Exercise directions: Duplicate every line of the listing below word for word.

Extracted material:
━━━━━━━━━━
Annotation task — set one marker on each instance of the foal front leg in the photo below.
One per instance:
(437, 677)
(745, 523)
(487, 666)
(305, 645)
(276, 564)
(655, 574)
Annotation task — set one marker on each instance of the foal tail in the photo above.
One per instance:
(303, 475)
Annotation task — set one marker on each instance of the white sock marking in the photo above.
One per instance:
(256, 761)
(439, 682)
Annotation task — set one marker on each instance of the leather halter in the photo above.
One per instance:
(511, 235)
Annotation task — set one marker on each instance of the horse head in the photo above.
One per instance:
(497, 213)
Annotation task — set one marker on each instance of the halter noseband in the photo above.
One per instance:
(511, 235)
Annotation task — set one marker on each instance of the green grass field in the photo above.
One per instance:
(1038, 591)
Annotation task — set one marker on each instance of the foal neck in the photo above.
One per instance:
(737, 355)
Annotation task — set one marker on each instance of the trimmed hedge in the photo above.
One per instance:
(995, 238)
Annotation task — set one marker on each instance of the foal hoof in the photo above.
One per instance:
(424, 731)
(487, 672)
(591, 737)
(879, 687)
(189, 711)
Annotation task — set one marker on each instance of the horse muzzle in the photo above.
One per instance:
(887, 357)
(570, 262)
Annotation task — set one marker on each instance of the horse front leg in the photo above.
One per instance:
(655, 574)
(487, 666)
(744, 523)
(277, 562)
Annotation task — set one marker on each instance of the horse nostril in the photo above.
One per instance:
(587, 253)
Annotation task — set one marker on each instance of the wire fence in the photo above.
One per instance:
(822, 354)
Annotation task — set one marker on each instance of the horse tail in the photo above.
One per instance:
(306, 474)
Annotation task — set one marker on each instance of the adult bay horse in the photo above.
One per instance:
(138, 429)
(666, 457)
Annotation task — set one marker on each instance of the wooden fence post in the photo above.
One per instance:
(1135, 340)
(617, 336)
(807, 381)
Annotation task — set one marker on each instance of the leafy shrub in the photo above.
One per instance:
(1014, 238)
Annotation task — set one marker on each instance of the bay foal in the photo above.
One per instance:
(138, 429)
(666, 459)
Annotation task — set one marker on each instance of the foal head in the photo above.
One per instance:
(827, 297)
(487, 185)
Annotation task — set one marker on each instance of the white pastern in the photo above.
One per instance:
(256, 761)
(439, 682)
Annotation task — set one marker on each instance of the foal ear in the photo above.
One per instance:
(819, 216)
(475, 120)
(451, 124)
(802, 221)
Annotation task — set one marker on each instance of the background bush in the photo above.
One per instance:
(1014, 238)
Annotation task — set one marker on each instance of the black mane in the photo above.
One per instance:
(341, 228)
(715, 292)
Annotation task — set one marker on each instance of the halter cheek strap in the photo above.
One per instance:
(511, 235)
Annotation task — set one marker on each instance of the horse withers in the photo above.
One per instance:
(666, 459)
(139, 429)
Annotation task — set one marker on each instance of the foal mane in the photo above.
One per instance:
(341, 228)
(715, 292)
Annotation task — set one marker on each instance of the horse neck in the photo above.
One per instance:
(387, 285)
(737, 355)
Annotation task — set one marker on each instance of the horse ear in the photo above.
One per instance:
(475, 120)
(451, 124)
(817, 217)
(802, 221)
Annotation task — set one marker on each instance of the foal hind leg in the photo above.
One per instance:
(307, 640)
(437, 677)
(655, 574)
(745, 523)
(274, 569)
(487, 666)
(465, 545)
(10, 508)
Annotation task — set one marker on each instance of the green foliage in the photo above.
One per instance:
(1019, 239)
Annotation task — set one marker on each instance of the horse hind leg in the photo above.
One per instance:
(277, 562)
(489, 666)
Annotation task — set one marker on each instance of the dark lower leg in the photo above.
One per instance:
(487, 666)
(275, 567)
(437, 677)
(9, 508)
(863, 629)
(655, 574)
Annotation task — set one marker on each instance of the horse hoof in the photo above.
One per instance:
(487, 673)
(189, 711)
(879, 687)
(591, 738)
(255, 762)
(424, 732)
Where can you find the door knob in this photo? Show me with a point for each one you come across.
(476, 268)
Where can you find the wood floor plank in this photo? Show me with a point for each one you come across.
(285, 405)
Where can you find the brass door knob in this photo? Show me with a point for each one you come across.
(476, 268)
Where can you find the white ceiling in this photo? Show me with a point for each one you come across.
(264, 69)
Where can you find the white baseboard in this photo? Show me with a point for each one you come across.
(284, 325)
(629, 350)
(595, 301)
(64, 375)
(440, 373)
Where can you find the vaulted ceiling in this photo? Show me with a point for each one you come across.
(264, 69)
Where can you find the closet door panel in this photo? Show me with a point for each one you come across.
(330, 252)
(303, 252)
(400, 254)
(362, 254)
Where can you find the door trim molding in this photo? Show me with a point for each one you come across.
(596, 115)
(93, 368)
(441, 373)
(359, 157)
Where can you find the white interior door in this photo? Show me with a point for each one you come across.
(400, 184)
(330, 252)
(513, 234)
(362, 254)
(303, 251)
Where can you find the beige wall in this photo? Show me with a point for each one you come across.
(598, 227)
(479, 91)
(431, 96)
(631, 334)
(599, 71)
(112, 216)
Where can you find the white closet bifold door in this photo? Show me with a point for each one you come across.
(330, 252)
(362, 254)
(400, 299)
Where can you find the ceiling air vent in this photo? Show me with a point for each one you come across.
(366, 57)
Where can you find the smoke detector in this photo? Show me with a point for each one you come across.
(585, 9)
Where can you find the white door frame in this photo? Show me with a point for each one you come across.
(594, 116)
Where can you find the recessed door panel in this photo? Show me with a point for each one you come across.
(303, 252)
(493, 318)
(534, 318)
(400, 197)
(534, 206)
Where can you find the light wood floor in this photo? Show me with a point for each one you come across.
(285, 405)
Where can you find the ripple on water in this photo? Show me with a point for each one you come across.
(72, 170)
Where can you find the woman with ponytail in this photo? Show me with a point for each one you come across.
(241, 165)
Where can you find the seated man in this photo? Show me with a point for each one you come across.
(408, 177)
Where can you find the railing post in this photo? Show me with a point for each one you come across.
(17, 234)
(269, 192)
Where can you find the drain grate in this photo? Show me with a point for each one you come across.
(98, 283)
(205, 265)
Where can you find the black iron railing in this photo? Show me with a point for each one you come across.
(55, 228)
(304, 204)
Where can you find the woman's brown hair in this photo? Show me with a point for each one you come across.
━━━━━━━━━━
In response:
Annotation task — set one marker on each instance of the foal front leg in the photo below.
One per instance:
(437, 677)
(745, 523)
(487, 666)
(305, 645)
(276, 564)
(655, 574)
Annotation task — set one marker on each instance of the foal tail in the photo above.
One per instance:
(303, 475)
Annotation task — set one marker on each instance of the white sock marking in the photo above.
One per instance:
(256, 761)
(439, 682)
Annotation task — set one marker on each instance of the leather halter in the photo above.
One per instance:
(511, 235)
Annotation task — set one marker on each instance of the horse head in the photo above.
One per instance:
(497, 213)
Annotation task — set one marker on each instance of the halter noseband in the photo above.
One per instance:
(511, 235)
Annotation task — set one marker on each instance of the green grass field in the photo above.
One per instance:
(1038, 591)
Annotation task — set one marker on each instance of the foal neck in the photo above.
One per instance:
(737, 355)
Annotation task — set one marker on each instance of the trimmed hedge in the photo above.
One per instance:
(995, 238)
Annotation task — set one marker on each instance of the foal hoof in the photo above.
One per instance:
(424, 731)
(487, 672)
(591, 737)
(879, 687)
(189, 711)
Annotation task — set one marker on each instance of the horse muzzle in the photo above.
One per instance:
(887, 357)
(570, 262)
Annotation task — set one marker on each instance of the horse front leg in the photo above.
One per instance:
(655, 574)
(487, 666)
(744, 523)
(277, 562)
Annotation task — set one marker on each instance of the horse nostril in the photo above.
One per instance:
(587, 253)
Annotation task — set one marker on each instance of the wire fence in the photo above.
One per instance:
(822, 354)
Annotation task — set one marker on each instance of the horse tail in the photo above.
One per instance:
(306, 474)
Annotation task — set one marker on each instance of the adult bay horse in the photo above.
One per instance:
(138, 429)
(666, 457)
Annotation task — set one marker on each instance of the wooden fence post in the photo above.
One per instance:
(1135, 340)
(617, 336)
(807, 381)
Annotation task — set one marker on each instance of the leafy shrub in the photo above.
One per instance:
(1014, 238)
Annotation task — set one marker on each instance of the bay foal in the photo above.
One per instance:
(138, 429)
(666, 459)
Annotation task — set one marker on each instance of the foal head in the photo above.
One per instance:
(827, 297)
(487, 185)
Annotation task — set one marker on each instance of the white pastern in the photo above.
One per instance:
(256, 761)
(439, 682)
Annotation task — set one marker on each instance of the foal ear in the photo above.
One per instance:
(819, 216)
(475, 120)
(451, 124)
(802, 221)
Annotation task — set one marker on each instance of the background bush in the photo above.
One per instance:
(1014, 238)
Annotation task — set one marker on each instance of the black mane in the photo above.
One per instance:
(341, 228)
(715, 292)
Annotation task — set one marker on each instance of the halter cheek strap in the photo above.
One per instance:
(511, 235)
Annotation task — set one marker on each instance of the horse withers in the photo above.
One per instance:
(666, 459)
(139, 429)
Annotation task — set one marker on each instance of the foal mane in the photo above.
One per instance:
(341, 228)
(715, 292)
Annotation task — set one marker on each instance of the horse neck in the photo above.
One per instance:
(387, 285)
(737, 355)
Annotation task — set one marker on each instance of the horse ear in the photo above.
One per instance:
(475, 120)
(451, 124)
(817, 217)
(802, 221)
Annotation task — set one marker on each instance of the foal hind leg in the photo above.
One per instance:
(307, 640)
(437, 677)
(655, 574)
(745, 523)
(274, 569)
(487, 666)
(465, 545)
(10, 508)
Annotation task — set one marker on each instance of the green foliage in the photo above.
One per instance:
(1019, 239)
Annotation task — set one marker on each instance of the horse hind leg in the photo above.
One per instance:
(277, 562)
(489, 666)
Annotation task — set one marker on each instance of the dark lower leg in the photo above.
One per instance:
(487, 666)
(275, 567)
(437, 677)
(9, 508)
(863, 629)
(655, 574)
Annotation task — set one marker on each instance of the horse hoof in the photo above.
One per instance:
(487, 673)
(189, 711)
(879, 687)
(591, 738)
(255, 762)
(424, 732)
Where can you find the door knob in this photo? Show me with a point for each one you come across.
(476, 268)
Where can you find the wood floor plank in this photo? Show me with a point for each one you come across.
(285, 405)
Where can you find the brass door knob in this photo? Show me with a point for each one you come across.
(476, 268)
Where can you find the white ceiling in this photo? Show me with a point for each one you come across.
(264, 69)
Where can you find the white baseboard in this photo? Show me with a point for each one you come across.
(284, 325)
(629, 350)
(595, 301)
(64, 375)
(440, 373)
Where can you find the vaulted ceiling in this photo? Show me with a point for each one you come across.
(264, 69)
Where can you find the closet door panel in this photo? Show me with a point for each one you come across.
(330, 252)
(303, 252)
(400, 254)
(362, 254)
Where can you find the door trim molding in this photo? Show me with a point for each one you come across.
(596, 115)
(93, 368)
(441, 373)
(359, 157)
Where can you find the white interior door in this photo? Show me with a point for each one you come across.
(400, 184)
(330, 252)
(513, 234)
(362, 254)
(303, 251)
Where can you find the beige wall in this photo? Show me with a point for each one you come across.
(598, 227)
(479, 91)
(431, 96)
(631, 334)
(599, 71)
(112, 216)
Where can you find the white closet bifold door in this photo? Show me with a point for each one you come across.
(330, 252)
(362, 254)
(400, 299)
Where can you find the ceiling air vent in this photo? Show me with a point for each one you come across.
(366, 57)
Where can you find the smoke detector in this photo? Show me with a point for each one you come across.
(585, 9)
Where can you find the white door frame in this photo? Show me with a point for each one you come across.
(594, 116)
Where can you find the recessed door panel in this photo? Show me with a point for each one you come across.
(303, 252)
(493, 318)
(534, 318)
(400, 197)
(534, 206)
Where can you find the light wood floor in this photo? Show me with a point for each one you come across.
(285, 405)
Where can you find the ripple on water in this photo? Show me with a point for each one you come across.
(72, 170)
Where can you find the woman with ponytail in this photo? Show me with a point for each one you come across.
(241, 165)
Where can you find the seated man in this photo? Show me with a point for each one you come across.
(408, 177)
Where can you find the railing post in this photo? Show me with a point for each one you come across.
(17, 234)
(269, 192)
Where can you find the drain grate in this photo? Show me with a point for each one you come across.
(98, 283)
(205, 265)
Where can you find the black iron railing in this photo? Show me with a point for each one you come across.
(55, 228)
(304, 204)
Where can you find the woman's brown hair in this photo? Show me with a point for each one you come across.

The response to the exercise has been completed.